# Teks Bacaan

___

Jenderal, Ini Demonstran, Bukan Perusuh

Joe
1 Okt 2019 19:50
OPINI 0
6 menit membaca

Catatan Ilham Bintang

Saya intens mengukuti berita aksi unjuk rasa mahasiswa setelah pelajar STM ikut ambil bagian hari-hari ini. Ada warna baru. Beberapa poster mereka menggelitik. Mengundang senyum. Misalnya, “Mahasiswa Berorasi, Pelajar Yang Eksekusi.”

Saya mengikuti aksi unjuk rasa itu memang lebih banyak melalui siaran langsung televisi dari lokasi unjuk rasa di berbagai daerah di Tanah Air. Maklum, sudah tua.

Satu-satunya aksi unjuk rasa yang saya ikuti langsung adalah ketika di Banjarmasin, Kalimantan Selaran, Senin (24/9). Kebetulan, hari itu saya di sana. Hari itu saya diantar Ketua PWI Kalsel Zainal Hilmie. Saya dan Ketua Umum Atal Depari melihat dari dekat aksi damai di kantor Gubernur Kalsel yang luas di Banjar Baru, Banjarmasin, Kalsel. Demo diikuti sekitar 1.000 pelajar. Tertib. Dihadapi langsung oleh Gubernur Kalsel Sahbirin Noor. Mahasiswa menyampaikan aspirasinya, Paman Birin merespons. Dialog berlangsung hangat. Saya melihat tidak terlalu banyak polisi dikerahkan menjaga aksi unjuk rasa siang itu.

Saya juga mengikuti laporan media-media online yang melaporkan aksi unjuk rasa mahasiswa dan pelajar yang memprotes sejumlah RUU, termasuk Revisi UU KPK. Berselang-seling, saya mengintip cuitan di Twitter, komentar di Facebook, dan group-group Whatsapp. Tampaknya, kiprah pelajar STM itu memang mendapat apresiasi. Menyegarkan. Laiknya menonton bintang sepakbola sedang bertanding. Malah, ada yang merespons penuh rasa takjub. Takjub melihat para “bocah” yang terpanggil untuk mengekpresikan kegelisahannya pada urusan penyelenggaraan negara. Keterlibatan pelajar STM secara mencolok tampaknya memang baru pada aksi unjuk rasa di Jakarta.

___

# Soal Singkat 1
Hitung jumlah baris dalam daftar di bawah yang memuat kata "segment", dengan membedakan huruf besar dan huruf kecil, lalu tuliskan angkanya saja.
# Soal Singkat 2
Teruskan tulisan opini tentang unjuk rasa mahasiswa dan pelajar di atas, mulai setelah kalimat terakhirnya.

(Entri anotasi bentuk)
___

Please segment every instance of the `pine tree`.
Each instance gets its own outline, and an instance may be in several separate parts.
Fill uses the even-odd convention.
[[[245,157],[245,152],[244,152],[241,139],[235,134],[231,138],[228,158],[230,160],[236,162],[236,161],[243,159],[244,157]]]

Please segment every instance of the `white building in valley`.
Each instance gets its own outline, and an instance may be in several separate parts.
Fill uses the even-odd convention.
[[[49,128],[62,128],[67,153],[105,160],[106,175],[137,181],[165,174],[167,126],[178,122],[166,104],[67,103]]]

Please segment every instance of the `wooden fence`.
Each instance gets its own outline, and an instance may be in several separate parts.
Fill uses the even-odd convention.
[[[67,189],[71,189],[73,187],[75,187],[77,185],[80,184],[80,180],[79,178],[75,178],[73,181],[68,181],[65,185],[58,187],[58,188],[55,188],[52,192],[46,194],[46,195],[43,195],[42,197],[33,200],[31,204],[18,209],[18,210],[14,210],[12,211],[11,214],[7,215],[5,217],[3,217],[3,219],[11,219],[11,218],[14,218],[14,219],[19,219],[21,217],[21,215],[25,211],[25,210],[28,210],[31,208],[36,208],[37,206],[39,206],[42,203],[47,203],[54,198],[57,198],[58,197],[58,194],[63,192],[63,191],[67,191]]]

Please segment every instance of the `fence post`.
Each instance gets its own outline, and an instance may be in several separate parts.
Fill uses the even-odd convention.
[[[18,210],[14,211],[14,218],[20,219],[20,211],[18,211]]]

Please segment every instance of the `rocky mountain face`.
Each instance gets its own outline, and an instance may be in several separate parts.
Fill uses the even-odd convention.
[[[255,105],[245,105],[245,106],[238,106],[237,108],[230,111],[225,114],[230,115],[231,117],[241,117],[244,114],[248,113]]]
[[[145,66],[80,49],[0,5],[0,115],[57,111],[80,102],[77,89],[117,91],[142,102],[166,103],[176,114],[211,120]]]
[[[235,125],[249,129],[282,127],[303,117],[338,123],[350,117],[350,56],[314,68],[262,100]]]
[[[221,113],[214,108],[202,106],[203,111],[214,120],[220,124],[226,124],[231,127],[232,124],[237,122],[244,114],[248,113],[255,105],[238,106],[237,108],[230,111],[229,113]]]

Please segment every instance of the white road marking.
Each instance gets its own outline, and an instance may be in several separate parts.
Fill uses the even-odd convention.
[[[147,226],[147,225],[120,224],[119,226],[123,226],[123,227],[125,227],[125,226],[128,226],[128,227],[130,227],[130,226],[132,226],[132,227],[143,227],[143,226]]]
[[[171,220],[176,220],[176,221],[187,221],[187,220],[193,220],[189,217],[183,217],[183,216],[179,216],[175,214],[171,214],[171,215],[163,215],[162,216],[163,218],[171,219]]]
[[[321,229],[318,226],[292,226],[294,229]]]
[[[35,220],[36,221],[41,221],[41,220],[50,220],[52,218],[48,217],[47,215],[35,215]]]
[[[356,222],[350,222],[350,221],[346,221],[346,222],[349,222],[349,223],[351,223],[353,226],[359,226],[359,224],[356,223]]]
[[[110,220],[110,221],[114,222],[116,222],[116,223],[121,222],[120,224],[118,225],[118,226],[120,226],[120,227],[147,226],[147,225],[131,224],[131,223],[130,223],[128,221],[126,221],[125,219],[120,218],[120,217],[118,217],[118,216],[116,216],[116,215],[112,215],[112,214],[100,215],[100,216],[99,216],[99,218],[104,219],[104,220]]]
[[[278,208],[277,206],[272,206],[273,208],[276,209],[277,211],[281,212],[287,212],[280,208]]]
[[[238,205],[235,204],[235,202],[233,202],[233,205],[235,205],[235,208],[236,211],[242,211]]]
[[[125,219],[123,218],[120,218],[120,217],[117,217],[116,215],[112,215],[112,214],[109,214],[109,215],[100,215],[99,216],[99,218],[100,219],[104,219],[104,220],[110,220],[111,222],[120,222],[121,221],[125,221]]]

___

# Jawaban 1
6

# Jawaban 2
Demo Itu Legal

Sahabat saya, Wina Armada, seorang wartawan senior, Selasa (1/10) pagi menurunkan tulisan di akun Facebook-nya. Judulnya, “Tentang Demonstrasi dan Lain-Lain”

Begini dia membuka tulisannya.

“Demonstrasi atau unjuk rasa? Boleh! Bahkan dalam banyak kasus, harus!! Demonstrasi untuk menunjukan sikap kita. Demonstrasi untuk menuntut sesuatu.”

“Demonstrasi,” lanjut master hukum dari Universitas Indonesia dan penulis buku hukum pers ini, “boleh untuk mengekspresikan kekecewaan kita. Demonstrasi untuk mendukung sesuatu. Semuanya boleh. Ini negera merdeka. Ini negara demokrasi. Seluruh rakyat bebas berdemonstrasi, asal sehari sebelumnya memberitahu.”

Ingatan saya melayang pada tahun 1996, ihwal pembahasan halalnya aksi unjuk rasa menurut konstitusi.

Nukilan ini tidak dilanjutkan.